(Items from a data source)
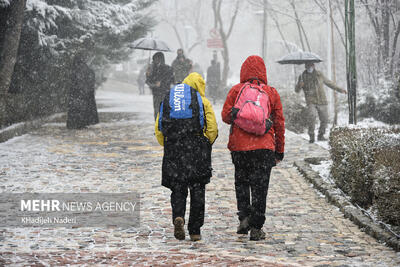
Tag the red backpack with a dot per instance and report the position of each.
(252, 109)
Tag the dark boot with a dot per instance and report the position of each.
(256, 234)
(244, 227)
(179, 230)
(195, 237)
(312, 138)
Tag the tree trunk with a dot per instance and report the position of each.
(9, 52)
(216, 5)
(386, 36)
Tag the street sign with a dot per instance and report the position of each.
(215, 43)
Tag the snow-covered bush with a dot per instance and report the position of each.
(381, 102)
(366, 167)
(387, 185)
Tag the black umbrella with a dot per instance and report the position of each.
(150, 44)
(300, 57)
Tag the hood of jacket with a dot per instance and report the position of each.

Task to carry out:
Give back the data exactly. Skip any images.

Output:
Tag the red backpack with a dot per instance and report the position of each.
(252, 109)
Tag the dark boot with a dot per instance and report the position of each.
(256, 234)
(244, 227)
(179, 230)
(195, 237)
(312, 138)
Tag the tree trunk with a dot per instance and report the position of each.
(9, 52)
(216, 5)
(386, 36)
Tag the street sign with a dot per instance and report the position of each.
(215, 43)
Tag the snow-covered bush with a dot per instance and report the position of each.
(381, 102)
(366, 167)
(387, 185)
Tag the black umbrella with a dot per instance and report the position of each.
(150, 44)
(300, 57)
Tag the hood of jacket with a dot per instance and report the position of each.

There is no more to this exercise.